● TO BE DONE: Work out how many lines in the records below contain the string "face", with case counting, and reply with that number alone.

══════════

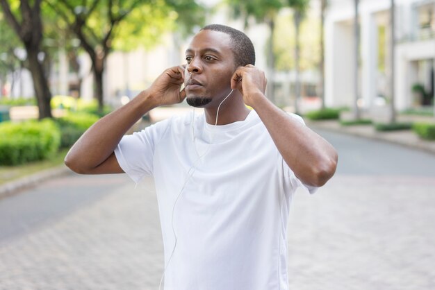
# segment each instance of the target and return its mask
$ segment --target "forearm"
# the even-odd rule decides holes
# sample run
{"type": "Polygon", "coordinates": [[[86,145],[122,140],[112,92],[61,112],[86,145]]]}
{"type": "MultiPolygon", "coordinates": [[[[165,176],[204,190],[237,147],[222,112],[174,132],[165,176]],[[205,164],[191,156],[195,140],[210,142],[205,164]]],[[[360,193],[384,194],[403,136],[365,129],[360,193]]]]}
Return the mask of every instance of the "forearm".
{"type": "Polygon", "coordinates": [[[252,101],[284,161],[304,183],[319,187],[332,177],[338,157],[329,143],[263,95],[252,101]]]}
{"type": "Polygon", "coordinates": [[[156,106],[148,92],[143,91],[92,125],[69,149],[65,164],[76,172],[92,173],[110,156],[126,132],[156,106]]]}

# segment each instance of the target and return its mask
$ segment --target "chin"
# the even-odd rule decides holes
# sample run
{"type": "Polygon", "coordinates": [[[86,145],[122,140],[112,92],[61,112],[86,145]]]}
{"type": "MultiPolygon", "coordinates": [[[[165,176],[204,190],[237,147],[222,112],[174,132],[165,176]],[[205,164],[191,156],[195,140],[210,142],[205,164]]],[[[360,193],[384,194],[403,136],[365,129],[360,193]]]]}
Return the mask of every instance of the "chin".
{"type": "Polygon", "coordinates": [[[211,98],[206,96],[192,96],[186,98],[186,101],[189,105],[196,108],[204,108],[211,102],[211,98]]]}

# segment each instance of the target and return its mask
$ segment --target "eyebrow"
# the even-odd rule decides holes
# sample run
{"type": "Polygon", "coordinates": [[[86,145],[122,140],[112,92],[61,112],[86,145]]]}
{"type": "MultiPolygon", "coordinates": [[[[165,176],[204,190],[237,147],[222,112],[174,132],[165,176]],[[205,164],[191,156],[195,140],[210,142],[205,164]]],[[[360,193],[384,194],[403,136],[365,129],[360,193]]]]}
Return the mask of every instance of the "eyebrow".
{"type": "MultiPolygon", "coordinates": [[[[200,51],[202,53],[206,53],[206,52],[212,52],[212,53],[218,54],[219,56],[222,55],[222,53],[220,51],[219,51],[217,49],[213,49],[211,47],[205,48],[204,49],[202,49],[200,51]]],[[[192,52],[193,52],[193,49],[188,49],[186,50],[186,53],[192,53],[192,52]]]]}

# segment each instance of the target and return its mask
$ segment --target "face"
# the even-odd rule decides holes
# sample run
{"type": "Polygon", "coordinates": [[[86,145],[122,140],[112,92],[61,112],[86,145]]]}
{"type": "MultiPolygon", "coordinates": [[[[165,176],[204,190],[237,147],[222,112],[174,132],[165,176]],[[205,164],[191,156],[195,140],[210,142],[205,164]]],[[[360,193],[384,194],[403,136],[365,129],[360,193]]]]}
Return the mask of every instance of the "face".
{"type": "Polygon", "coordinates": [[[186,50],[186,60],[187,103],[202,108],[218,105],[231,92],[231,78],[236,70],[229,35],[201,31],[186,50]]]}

══════════

● EXPECTED ANSWER: 2